REQUIRED WORK: Reproduce every one of the entries below word for word, leaving out the pictures.

Records:
---+---
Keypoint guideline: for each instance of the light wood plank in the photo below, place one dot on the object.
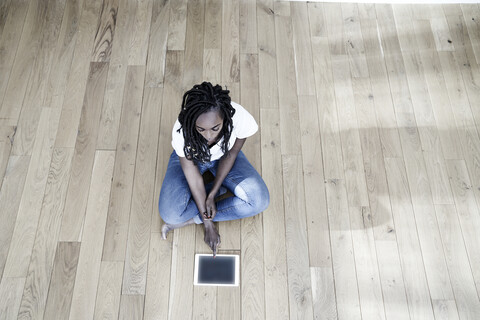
(136, 257)
(30, 206)
(64, 52)
(393, 287)
(334, 28)
(387, 123)
(140, 33)
(302, 49)
(287, 87)
(88, 271)
(348, 126)
(228, 303)
(21, 68)
(268, 84)
(276, 291)
(315, 199)
(43, 252)
(427, 127)
(157, 46)
(78, 76)
(11, 296)
(346, 288)
(230, 41)
(375, 179)
(7, 135)
(107, 303)
(248, 26)
(213, 24)
(416, 287)
(230, 230)
(12, 186)
(177, 25)
(36, 89)
(158, 278)
(323, 293)
(253, 296)
(354, 41)
(299, 282)
(131, 307)
(172, 95)
(63, 278)
(366, 265)
(440, 102)
(123, 176)
(456, 256)
(83, 157)
(316, 19)
(327, 113)
(194, 39)
(102, 48)
(116, 82)
(181, 279)
(471, 14)
(468, 213)
(467, 64)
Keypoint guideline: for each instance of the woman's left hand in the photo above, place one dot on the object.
(211, 207)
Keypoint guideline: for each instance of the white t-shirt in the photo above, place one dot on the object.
(244, 126)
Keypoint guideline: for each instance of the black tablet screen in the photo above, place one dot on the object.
(220, 270)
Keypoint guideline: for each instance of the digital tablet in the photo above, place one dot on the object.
(223, 270)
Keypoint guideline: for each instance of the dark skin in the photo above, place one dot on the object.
(209, 125)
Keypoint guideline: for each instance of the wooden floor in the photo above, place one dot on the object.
(369, 143)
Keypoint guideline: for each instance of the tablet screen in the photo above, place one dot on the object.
(222, 270)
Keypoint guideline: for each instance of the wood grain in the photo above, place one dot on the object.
(136, 257)
(275, 259)
(33, 194)
(79, 75)
(105, 34)
(267, 64)
(346, 287)
(10, 292)
(83, 158)
(409, 249)
(230, 42)
(158, 278)
(121, 197)
(59, 297)
(157, 44)
(131, 307)
(88, 270)
(296, 240)
(194, 39)
(43, 253)
(12, 186)
(107, 303)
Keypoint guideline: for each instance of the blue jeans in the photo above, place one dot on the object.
(176, 204)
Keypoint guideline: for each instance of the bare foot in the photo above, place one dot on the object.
(166, 228)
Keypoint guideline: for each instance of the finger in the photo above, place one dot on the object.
(214, 250)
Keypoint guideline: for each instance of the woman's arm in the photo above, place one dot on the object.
(195, 182)
(224, 167)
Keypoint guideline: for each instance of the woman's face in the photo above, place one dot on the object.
(209, 125)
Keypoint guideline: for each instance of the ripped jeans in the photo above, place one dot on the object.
(176, 204)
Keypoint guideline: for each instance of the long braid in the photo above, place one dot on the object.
(200, 99)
---+---
EXERCISE ANSWER:
Keypoint guideline: for each instance of the light wood plank in the photo below, place one dot on the object.
(136, 257)
(30, 206)
(64, 52)
(393, 287)
(334, 28)
(387, 123)
(140, 33)
(302, 49)
(287, 87)
(88, 271)
(348, 126)
(228, 303)
(21, 68)
(268, 84)
(276, 291)
(315, 199)
(43, 252)
(427, 127)
(157, 46)
(78, 76)
(11, 296)
(346, 288)
(230, 41)
(375, 179)
(7, 135)
(107, 303)
(248, 26)
(213, 24)
(416, 287)
(230, 230)
(12, 186)
(177, 25)
(36, 89)
(158, 278)
(323, 293)
(253, 296)
(354, 41)
(299, 282)
(131, 307)
(172, 95)
(63, 278)
(366, 265)
(440, 102)
(123, 176)
(456, 256)
(83, 157)
(316, 19)
(327, 113)
(194, 39)
(102, 48)
(116, 82)
(181, 279)
(471, 14)
(468, 213)
(467, 64)
Keypoint guideline: for each instance of the woman's left hand in the photo above, place one dot on the object.
(211, 207)
Keypoint guideline: for each instance of the white t-shirt in the photo above, place one dot on the object.
(244, 126)
Keypoint guideline: for each instance of the black tablet screen in the photo above, place one dot on the object.
(220, 270)
Keypoint guideline: for each instance of the digital tablet in the photo above, place one dot on the object.
(223, 270)
Keypoint guideline: for each instance of the dark skin in the photo above, place one dot on the object.
(209, 125)
Keypoint guideline: for each instance of the wooden floor in the photo above, place one dot on the object.
(369, 143)
Keypoint guideline: for each instance of the tablet screen in the photo above, place one dot on the object.
(222, 270)
Keypoint guideline: for each instance of the wood grain in the photo above, place one dot on the object.
(136, 257)
(275, 259)
(33, 194)
(79, 75)
(105, 34)
(267, 64)
(346, 287)
(10, 292)
(83, 158)
(409, 249)
(230, 42)
(158, 278)
(121, 197)
(59, 297)
(157, 44)
(131, 307)
(88, 270)
(296, 240)
(194, 39)
(43, 253)
(12, 186)
(107, 303)
Keypoint guideline: for each instance of the blue jeans in the photo above, place one dot on the object.
(176, 204)
Keypoint guideline: for each instance of the bare foot in the photo above, place one dot on the object.
(166, 228)
Keypoint guideline: for each instance of the finger in the photo above, place one dot on the object.
(214, 250)
Keypoint guideline: for each instance of the woman's arm in the photo above, place one dot on the object.
(195, 182)
(224, 167)
Keypoint guideline: for each instance of the woman's face in the photo above, place one dot on the object.
(209, 125)
Keypoint guideline: for each instance of the ripped jeans in the photo above, place one dot on the object.
(176, 204)
Keypoint guideline: for each instance of the long braid in the photo above, place one dot on the object.
(200, 99)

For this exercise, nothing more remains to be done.